> _Tarefa_
Copie sem nenhuma alteração o trecho da reportagem sobre as eleições palestinas que começa em "O governo palestino" e vai até "apenas para implodi-lo?", inclusive.

São Paulo, quarta-feira, 25 de janeiro de 2006

Próximo Texto | Índice

ORIENTE MÉDIO

Em meio a grande tensão, os palestinos participam de votação em que o grupo terrorista é o maior protagonista

Hamas é incógnita nas eleições de hoje

Muhammed Muheisen/Associated Press
Em campo de refugiados perto de Ramallah (Cisjordânia), palestino passa por cartazes de campanha para a eleição parlamentar


MARCELO NINIO
ENVIADO ESPECIAL A GAZA

O governo palestino reprimiu, Israel mandou proibir, os EUA advertiram e a União Européia ameaçou boicotar. Quanto mais pressão sofria, mais o Movimento de Resistência Islâmica, o Hamas, crescia nas pesquisas de opinião. Carregado por essa onda de popularidade, que o colocou praticamente em empate técnico com o poderoso Fatah, do líder morto Iasser Arafat, o Hamas chega hoje à segunda e crucial eleição legislativa palestina como uma incógnita, cuja resolução irá reverberar muito além das disputadas fronteiras locais: abandonará o terrorismo para aderir ao jogo político ou se valerá das armas do sistema democrático apenas para implodi-lo?

> _Listagem_
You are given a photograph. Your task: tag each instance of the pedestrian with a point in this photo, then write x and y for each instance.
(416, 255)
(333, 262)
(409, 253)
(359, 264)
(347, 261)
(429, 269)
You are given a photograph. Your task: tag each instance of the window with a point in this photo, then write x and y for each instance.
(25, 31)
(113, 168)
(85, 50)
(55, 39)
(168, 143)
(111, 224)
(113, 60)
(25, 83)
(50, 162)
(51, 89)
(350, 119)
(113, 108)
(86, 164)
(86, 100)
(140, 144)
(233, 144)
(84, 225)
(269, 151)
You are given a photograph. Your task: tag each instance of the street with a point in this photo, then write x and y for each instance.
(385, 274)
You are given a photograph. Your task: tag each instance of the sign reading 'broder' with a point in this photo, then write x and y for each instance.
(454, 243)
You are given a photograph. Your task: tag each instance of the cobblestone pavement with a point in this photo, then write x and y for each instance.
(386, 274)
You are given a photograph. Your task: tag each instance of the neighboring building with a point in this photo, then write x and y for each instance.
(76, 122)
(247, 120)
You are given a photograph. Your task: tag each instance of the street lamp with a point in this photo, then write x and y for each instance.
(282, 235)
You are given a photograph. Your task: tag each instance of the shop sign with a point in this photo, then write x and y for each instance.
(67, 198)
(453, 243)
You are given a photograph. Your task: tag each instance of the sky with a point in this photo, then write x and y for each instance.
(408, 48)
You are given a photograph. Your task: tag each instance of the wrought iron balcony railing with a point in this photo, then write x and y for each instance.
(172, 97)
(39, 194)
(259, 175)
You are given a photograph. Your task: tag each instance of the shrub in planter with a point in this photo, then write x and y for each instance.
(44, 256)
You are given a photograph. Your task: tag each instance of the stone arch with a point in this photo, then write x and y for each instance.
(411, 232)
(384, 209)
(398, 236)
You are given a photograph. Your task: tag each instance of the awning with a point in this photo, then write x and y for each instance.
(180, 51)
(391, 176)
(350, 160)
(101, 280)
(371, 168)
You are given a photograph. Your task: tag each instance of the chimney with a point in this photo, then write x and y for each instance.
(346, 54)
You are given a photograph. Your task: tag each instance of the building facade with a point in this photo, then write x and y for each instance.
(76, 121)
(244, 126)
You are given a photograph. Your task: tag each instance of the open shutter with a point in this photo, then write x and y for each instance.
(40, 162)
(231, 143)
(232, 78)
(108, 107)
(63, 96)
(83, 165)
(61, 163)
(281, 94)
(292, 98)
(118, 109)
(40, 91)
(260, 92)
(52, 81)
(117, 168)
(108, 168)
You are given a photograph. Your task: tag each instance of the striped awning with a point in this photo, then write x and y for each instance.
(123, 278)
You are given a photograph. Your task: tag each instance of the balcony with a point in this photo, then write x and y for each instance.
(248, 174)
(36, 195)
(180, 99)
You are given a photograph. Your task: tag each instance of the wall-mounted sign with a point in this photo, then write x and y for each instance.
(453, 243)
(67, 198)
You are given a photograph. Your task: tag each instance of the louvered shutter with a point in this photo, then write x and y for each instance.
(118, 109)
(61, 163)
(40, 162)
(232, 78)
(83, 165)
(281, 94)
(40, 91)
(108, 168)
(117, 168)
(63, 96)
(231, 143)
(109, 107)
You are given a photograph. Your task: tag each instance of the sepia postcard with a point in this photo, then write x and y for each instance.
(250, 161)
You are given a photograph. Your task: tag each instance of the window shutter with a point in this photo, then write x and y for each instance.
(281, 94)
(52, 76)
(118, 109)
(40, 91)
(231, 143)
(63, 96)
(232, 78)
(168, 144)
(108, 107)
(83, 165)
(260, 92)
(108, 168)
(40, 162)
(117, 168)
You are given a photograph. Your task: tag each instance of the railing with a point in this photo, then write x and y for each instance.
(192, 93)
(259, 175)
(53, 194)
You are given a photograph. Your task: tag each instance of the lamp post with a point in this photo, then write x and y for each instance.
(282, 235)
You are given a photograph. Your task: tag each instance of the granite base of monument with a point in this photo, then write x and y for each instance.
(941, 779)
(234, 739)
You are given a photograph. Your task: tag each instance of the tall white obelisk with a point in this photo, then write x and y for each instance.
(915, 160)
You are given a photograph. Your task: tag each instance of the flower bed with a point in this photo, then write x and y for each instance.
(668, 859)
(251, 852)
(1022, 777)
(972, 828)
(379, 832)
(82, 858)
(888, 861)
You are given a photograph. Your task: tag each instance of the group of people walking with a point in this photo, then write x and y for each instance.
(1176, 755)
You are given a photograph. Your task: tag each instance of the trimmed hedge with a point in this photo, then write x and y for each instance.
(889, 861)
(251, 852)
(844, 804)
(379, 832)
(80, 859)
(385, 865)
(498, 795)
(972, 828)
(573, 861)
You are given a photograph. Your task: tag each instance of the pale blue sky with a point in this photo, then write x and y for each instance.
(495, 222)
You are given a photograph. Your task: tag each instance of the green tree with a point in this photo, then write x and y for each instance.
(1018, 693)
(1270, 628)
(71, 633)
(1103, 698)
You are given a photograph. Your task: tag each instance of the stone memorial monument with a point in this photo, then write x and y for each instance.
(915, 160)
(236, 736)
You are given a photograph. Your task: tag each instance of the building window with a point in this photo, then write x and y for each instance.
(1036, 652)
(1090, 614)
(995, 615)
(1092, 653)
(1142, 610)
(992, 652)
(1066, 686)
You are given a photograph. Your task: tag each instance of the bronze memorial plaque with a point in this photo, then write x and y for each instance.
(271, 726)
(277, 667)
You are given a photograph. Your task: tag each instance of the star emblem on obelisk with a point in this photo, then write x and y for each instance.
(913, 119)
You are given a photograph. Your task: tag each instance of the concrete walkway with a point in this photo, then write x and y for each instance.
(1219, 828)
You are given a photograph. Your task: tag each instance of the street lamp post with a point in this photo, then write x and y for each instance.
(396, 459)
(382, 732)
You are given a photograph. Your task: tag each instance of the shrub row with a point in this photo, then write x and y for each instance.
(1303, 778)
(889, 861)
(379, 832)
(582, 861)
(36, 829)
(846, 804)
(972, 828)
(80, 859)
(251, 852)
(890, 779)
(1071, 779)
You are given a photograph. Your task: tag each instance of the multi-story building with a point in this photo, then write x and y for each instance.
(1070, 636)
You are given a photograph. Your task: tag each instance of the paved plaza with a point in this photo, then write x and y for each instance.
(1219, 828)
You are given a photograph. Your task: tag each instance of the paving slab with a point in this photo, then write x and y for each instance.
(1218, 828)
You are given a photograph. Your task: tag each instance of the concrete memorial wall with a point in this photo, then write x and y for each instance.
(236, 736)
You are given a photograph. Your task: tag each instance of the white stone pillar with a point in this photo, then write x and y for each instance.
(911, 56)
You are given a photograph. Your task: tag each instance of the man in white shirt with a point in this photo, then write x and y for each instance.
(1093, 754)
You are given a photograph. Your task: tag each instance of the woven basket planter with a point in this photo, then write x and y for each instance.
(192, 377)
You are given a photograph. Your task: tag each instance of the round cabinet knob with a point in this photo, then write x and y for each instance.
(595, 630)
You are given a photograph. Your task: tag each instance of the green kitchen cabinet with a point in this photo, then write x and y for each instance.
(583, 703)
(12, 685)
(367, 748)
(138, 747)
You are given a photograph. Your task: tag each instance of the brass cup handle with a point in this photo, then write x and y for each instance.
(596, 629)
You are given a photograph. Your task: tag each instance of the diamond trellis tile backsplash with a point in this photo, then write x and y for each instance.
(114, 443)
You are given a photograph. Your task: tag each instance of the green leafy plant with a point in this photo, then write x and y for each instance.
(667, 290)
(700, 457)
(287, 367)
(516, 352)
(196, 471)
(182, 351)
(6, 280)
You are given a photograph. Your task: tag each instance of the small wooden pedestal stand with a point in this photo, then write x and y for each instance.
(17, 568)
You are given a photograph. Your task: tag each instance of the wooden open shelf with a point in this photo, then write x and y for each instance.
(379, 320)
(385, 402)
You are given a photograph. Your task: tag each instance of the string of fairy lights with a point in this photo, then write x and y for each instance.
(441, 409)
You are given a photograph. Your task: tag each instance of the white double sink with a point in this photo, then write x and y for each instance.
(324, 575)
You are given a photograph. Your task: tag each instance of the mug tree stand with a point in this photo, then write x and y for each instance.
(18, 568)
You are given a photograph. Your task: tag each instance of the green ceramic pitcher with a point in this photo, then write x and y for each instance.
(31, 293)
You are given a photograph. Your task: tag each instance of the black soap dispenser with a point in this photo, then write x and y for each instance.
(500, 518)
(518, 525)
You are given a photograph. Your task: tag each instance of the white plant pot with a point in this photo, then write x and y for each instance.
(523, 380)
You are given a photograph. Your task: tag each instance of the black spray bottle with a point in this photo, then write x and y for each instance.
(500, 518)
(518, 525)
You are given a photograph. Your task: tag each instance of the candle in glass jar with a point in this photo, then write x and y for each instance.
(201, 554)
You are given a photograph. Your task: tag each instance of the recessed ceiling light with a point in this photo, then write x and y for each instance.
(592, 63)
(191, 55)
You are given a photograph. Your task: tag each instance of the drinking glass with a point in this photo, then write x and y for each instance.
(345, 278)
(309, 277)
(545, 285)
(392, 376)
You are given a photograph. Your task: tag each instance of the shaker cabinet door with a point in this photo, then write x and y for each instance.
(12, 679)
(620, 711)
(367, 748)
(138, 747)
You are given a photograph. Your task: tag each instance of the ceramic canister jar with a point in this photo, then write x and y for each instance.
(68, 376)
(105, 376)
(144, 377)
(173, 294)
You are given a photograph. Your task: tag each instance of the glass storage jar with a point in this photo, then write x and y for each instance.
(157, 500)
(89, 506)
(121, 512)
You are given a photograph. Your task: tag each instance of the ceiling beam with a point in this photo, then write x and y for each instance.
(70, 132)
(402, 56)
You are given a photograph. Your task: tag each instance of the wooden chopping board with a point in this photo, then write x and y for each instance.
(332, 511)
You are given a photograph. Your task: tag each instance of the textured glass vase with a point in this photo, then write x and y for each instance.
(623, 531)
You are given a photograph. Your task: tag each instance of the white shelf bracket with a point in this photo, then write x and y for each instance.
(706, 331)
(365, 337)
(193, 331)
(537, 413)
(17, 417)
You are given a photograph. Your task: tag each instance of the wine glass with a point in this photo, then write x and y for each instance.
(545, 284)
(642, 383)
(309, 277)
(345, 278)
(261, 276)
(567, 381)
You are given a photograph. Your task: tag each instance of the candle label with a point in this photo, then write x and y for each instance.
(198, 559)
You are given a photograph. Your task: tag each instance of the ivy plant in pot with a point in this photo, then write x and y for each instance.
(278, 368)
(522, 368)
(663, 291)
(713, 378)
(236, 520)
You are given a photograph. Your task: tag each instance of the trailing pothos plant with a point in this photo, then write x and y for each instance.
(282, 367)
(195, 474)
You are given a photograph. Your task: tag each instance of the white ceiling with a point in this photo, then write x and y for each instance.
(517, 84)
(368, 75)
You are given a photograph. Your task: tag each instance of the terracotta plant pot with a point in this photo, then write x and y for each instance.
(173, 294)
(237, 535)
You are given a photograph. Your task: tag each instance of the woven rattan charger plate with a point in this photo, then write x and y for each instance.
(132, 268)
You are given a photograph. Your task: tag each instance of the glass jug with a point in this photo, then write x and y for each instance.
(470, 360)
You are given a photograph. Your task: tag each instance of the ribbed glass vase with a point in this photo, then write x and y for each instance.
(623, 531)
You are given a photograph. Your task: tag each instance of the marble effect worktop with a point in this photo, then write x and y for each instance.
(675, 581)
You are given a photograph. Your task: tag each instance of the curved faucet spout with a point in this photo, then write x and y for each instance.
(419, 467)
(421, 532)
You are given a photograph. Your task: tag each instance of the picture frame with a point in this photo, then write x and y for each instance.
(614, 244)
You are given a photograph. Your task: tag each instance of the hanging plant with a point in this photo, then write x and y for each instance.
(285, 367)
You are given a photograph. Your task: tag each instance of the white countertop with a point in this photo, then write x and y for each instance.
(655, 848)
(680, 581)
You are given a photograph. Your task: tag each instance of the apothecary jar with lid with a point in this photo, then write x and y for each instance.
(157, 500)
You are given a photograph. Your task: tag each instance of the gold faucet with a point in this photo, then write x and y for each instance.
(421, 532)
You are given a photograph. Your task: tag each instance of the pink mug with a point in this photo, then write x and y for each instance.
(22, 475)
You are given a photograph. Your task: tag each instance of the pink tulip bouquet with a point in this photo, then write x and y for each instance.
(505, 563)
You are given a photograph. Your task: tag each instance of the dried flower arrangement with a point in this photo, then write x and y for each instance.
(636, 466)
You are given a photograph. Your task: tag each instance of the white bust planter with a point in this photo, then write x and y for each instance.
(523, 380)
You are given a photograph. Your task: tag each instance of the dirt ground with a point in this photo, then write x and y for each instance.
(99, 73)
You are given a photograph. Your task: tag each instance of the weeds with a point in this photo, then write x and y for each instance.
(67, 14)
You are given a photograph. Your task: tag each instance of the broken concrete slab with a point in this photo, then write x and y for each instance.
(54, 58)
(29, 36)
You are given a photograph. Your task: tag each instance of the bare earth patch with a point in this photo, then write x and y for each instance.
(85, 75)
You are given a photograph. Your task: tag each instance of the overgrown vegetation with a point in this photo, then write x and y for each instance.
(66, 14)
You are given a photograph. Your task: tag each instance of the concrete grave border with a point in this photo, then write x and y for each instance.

> _Tarefa concluída_
O governo palestino reprimiu, Israel mandou proibir, os EUA advertiram e a União Européia ameaçou boicotar. Quanto mais pressão sofria, mais o Movimento de Resistência Islâmica, o Hamas, crescia nas pesquisas de opinião. Carregado por essa onda de popularidade, que o colocou praticamente em empate técnico com o poderoso Fatah, do líder morto Iasser Arafat, o Hamas chega hoje à segunda e crucial eleição legislativa palestina como uma incógnita, cuja resolução irá reverberar muito além das disputadas fronteiras locais: abandonará o terrorismo para aderir ao jogo político ou se valerá das armas do sistema democrático apenas para implodi-lo?